Evan H. Clarke is showing no signs of slowing down.
The Calgary native has been playing music for over half of his life. His story as a musician dates back to his time in the eighth grade where he delved into the world of Led Zeppelin and took inspiration from John Bonham to begin playing the drums.
As the years went on, Clarke took it upon himself to learn to play a plethora of other instruments including bass, electric and acoustic guitar, banjo, harmonica and piano. Having paired this ability to play with the knowledge of mixing and mastering at a young age. In Clarke’s own words, he is “music-obsessed.”
Clarke’s most recent release was his debut to Spotify, a 10-track album, Maverick, released in April of this year. As per usual, Clarke was at the helm of production for his latest project, citing Pro Tools and Logic as his go-tos for putting together his tracks.
Prior to the COVID-19 pandemic, Clarke was in the process of rehearsing for shows to perform his Maverick album for the first time. It would have been his first time singing while playing the drums, seeing Clarke taking a new direction in his array of musical abilities, as he “should be coming close to my 10,000 hours.”
Now at 29, Clarke is in his final year of study at Concordia as a double major in Communications and Irish Studies. Through his twenties and his time as a Concordia student, Clarke hasn’t slowed down at all, releasing projects at a consistent pace and keeping the flame burning in his passion for music. Even with a variety of different EPs and two full-length albums under his belt, it is only the beginning for the artist. With big plans for the near future, Clarke continues to record for new projects and even aims to release electronic music someday as well.

[Excerpts from a dataset]
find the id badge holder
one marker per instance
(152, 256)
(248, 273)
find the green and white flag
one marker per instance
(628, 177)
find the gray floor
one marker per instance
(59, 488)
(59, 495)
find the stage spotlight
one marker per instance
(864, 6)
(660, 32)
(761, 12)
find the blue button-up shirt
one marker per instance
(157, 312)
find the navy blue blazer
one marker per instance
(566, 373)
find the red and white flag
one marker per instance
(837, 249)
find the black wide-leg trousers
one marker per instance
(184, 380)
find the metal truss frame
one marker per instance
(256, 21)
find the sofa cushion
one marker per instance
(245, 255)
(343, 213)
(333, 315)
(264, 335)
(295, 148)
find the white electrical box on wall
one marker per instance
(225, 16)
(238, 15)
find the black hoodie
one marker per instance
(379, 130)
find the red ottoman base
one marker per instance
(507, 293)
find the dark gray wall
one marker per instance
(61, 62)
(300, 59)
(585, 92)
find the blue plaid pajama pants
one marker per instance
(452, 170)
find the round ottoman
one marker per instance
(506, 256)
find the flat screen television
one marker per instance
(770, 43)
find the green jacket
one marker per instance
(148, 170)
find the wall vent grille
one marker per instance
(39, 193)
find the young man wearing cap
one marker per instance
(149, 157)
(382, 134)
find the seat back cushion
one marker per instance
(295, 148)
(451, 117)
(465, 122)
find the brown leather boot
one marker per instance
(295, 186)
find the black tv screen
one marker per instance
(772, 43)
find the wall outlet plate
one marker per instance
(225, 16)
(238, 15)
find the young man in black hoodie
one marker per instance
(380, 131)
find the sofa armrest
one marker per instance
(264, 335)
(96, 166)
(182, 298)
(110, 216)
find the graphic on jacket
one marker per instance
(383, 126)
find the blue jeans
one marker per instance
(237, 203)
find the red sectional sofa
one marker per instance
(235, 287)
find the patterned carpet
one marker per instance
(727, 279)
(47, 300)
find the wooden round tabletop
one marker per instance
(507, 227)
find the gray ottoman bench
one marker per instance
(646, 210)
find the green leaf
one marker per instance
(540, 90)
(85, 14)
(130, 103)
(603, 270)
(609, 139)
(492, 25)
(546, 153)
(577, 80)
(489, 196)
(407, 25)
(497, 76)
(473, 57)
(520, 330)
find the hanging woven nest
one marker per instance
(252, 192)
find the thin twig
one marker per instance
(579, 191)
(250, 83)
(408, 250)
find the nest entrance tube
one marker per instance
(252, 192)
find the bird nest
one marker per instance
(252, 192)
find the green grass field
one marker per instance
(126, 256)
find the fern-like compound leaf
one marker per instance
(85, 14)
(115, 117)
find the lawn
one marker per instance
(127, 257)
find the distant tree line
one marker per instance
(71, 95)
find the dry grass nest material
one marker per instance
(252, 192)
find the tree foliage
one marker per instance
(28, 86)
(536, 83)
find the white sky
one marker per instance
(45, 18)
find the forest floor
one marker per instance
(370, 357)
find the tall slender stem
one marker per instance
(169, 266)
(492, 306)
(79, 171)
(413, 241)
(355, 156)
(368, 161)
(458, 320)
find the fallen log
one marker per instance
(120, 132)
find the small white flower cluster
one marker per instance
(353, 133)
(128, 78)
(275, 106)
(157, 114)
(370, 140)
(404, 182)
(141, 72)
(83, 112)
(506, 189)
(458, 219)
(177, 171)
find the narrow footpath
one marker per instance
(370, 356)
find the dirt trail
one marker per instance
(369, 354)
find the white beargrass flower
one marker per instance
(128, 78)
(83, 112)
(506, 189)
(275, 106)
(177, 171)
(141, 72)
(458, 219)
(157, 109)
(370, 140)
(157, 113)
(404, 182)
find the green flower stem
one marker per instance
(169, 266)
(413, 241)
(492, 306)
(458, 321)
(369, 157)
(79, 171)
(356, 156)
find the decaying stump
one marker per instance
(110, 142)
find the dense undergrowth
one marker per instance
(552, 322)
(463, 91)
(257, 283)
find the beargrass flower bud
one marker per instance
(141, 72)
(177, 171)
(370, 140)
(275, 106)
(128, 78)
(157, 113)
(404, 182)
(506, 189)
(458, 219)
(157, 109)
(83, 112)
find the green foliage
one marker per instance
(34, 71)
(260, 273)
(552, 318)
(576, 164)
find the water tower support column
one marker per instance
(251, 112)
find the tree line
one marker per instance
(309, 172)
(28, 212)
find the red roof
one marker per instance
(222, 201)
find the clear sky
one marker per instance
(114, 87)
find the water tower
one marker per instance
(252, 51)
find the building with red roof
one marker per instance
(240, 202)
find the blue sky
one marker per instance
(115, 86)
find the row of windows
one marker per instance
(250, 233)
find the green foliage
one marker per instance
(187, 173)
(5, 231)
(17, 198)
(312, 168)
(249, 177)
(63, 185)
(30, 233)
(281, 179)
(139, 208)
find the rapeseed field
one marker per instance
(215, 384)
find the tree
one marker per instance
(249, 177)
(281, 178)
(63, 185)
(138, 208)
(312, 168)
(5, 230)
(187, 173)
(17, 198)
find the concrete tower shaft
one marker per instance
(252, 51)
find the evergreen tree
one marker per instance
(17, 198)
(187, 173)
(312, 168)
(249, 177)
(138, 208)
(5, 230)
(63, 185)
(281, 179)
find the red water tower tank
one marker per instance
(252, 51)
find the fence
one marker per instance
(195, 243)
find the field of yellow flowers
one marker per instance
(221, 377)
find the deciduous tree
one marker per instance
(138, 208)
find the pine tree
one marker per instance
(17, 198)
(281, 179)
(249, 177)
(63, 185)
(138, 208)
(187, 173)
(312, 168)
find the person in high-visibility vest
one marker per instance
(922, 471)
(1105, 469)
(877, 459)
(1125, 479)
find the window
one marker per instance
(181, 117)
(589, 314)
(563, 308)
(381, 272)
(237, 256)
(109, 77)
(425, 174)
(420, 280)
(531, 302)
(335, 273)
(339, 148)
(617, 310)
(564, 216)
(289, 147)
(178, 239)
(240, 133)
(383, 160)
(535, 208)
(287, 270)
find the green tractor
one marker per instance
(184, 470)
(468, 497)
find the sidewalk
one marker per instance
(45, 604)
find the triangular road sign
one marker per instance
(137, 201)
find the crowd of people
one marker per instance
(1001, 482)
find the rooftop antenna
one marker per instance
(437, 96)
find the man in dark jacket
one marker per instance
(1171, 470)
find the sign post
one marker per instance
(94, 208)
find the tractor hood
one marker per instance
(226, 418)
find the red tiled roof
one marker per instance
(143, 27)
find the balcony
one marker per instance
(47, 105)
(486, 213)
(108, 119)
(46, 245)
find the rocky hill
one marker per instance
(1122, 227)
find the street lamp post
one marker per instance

> _Task set_:
1. In the article about Evan H. Clarke, what is the title of the 10-track album he released on Spotify?
2. Carry on the article about Evan H. Clarke, picking up after its final sentence.
The data is separate material, apart from the article about Evan H. Clarke.

> _Answers for the tasks_:
1. Maverick

2.
We spoke to Clarke about his world of music.
The Concordian: Your album, Maverick, has a certain flow from the opening track all throughout the album. How did you pick your album’s tracklist arrangement and song titles?
EC: I usually write a batch of songs around the same time, so I tend to pick keys and chord progressions — which are similar — so they sound cohesive. My writing techniques vary — sometimes I will come up with the song title first, which was the case with the song “Hibernia,” and then write the song after, and sometimes I’ll pick a line from the song which holds the most meaning and use that as the title. It varies from release to release.
TC: It seems to be an open secret that you’ve got a variety of scattered works all over the internet, will we ever see any of those hit Spotify?
EC: Possibly! I’m quite proud of some of those releases, perhaps I should put them up on the big streaming platforms. My previous full-length Afterlight was released under a different name, maybe I’ll do a re-release!
TC: As a one-man show who puts up lyrics, music composition, mixing, producing and mastering, how much time are you dedicating to your craft?
EC: I try to dedicate as much time as possible to it, which can be difficult, particularly when you are a student. I usually write when the inspiration hits, which could be anytime, and then dedicate a few months to tracking and mixing when I’m happy with the batch of songs. I should be coming close to my 10,000 hours!
TC: The lone single for your first album came out the day after COVID-19 shutdowns began in Canada. Has the pandemic affected your artistic process and methods?
EC: Haha yes it did, great timing on my part. It definitely has, I had a large album release show planned with merch and everything, but I called it off. I have had more time to work on my music than ever, so I have another album nearly finished, and a couple electronic projects on the go. The shutdown has afforded me some time to experiment on finding a different sound for my future releases.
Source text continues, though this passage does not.